╭─ Information supplied

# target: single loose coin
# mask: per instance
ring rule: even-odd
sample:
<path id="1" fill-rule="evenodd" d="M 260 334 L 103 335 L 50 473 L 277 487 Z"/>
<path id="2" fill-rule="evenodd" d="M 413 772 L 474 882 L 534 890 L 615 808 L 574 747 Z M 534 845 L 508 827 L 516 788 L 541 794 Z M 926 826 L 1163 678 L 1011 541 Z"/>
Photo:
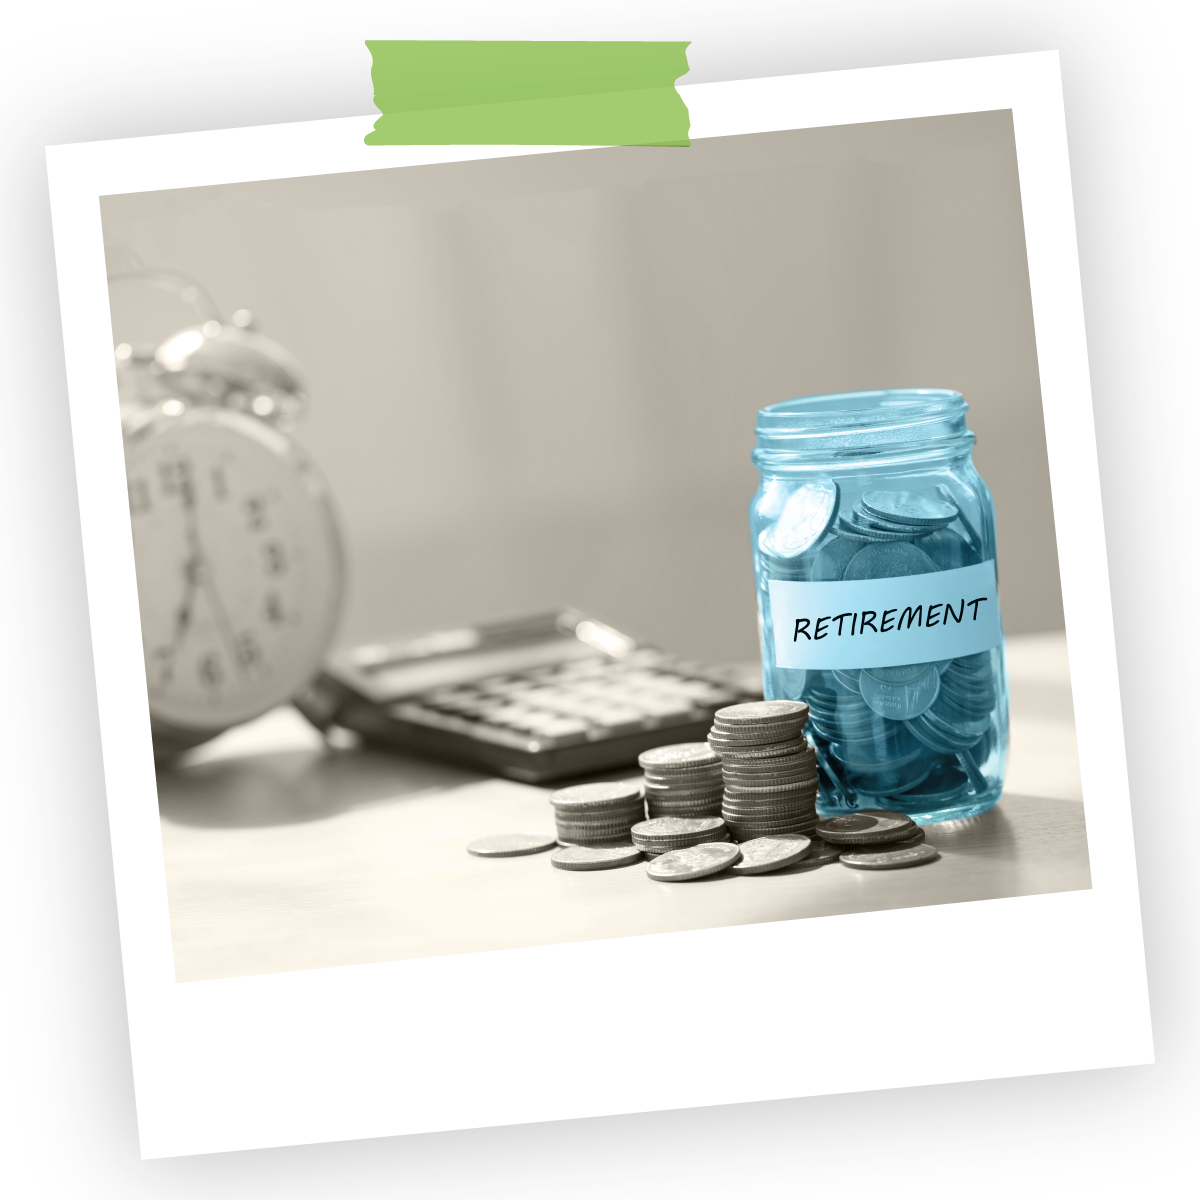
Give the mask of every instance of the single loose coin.
<path id="1" fill-rule="evenodd" d="M 876 808 L 844 817 L 826 817 L 817 822 L 817 832 L 827 842 L 852 846 L 907 837 L 914 825 L 913 819 L 904 813 Z"/>
<path id="2" fill-rule="evenodd" d="M 683 883 L 716 875 L 741 857 L 741 849 L 732 842 L 705 842 L 660 855 L 646 867 L 646 874 L 666 883 Z"/>
<path id="3" fill-rule="evenodd" d="M 558 838 L 552 833 L 497 833 L 476 838 L 467 846 L 467 853 L 480 858 L 517 858 L 522 854 L 541 854 L 557 845 Z"/>
<path id="4" fill-rule="evenodd" d="M 812 841 L 802 834 L 754 838 L 741 844 L 742 861 L 729 869 L 735 875 L 765 875 L 799 862 L 811 845 Z"/>
<path id="5" fill-rule="evenodd" d="M 683 770 L 716 764 L 720 760 L 704 742 L 678 742 L 674 746 L 655 746 L 638 755 L 638 766 L 645 770 L 655 767 L 661 770 L 676 768 Z"/>
<path id="6" fill-rule="evenodd" d="M 920 846 L 902 846 L 898 850 L 854 850 L 842 855 L 842 862 L 859 871 L 895 871 L 901 867 L 919 867 L 933 862 L 938 852 L 928 842 Z"/>
<path id="7" fill-rule="evenodd" d="M 642 852 L 636 846 L 564 846 L 550 861 L 560 871 L 608 871 L 641 862 Z"/>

╰─

§ **What you need to do**: The records above are to be transcribed word for word. Skip the images.

§ **Answer space**:
# target: single loose coin
# mask: per instance
ring rule: even-odd
sample:
<path id="1" fill-rule="evenodd" d="M 260 334 L 103 335 L 50 473 L 277 487 Z"/>
<path id="2" fill-rule="evenodd" d="M 413 772 L 474 882 L 534 890 L 615 808 L 574 747 Z M 534 845 L 508 827 L 516 788 L 541 794 Z M 926 826 L 1163 678 L 1011 541 Z"/>
Photo:
Give the mask of every instance of the single loose coin.
<path id="1" fill-rule="evenodd" d="M 876 808 L 844 817 L 826 817 L 817 822 L 817 832 L 827 842 L 852 846 L 907 837 L 914 825 L 913 819 L 904 813 Z"/>
<path id="2" fill-rule="evenodd" d="M 683 883 L 716 875 L 741 857 L 741 849 L 732 842 L 705 842 L 660 855 L 646 867 L 646 874 L 666 883 Z"/>
<path id="3" fill-rule="evenodd" d="M 558 838 L 552 833 L 497 833 L 476 838 L 467 846 L 467 853 L 480 858 L 517 858 L 522 854 L 541 854 L 557 845 Z"/>
<path id="4" fill-rule="evenodd" d="M 812 841 L 802 834 L 754 838 L 741 844 L 742 861 L 729 869 L 735 875 L 765 875 L 799 862 L 811 845 Z"/>
<path id="5" fill-rule="evenodd" d="M 683 770 L 716 764 L 720 760 L 704 742 L 678 742 L 674 746 L 655 746 L 638 755 L 638 766 L 645 770 L 655 767 L 661 770 L 676 768 Z"/>
<path id="6" fill-rule="evenodd" d="M 920 846 L 902 846 L 898 850 L 854 850 L 842 855 L 842 862 L 859 871 L 895 871 L 901 867 L 919 867 L 933 862 L 938 852 L 928 842 Z"/>
<path id="7" fill-rule="evenodd" d="M 642 852 L 636 846 L 564 846 L 550 861 L 560 871 L 608 871 L 641 862 Z"/>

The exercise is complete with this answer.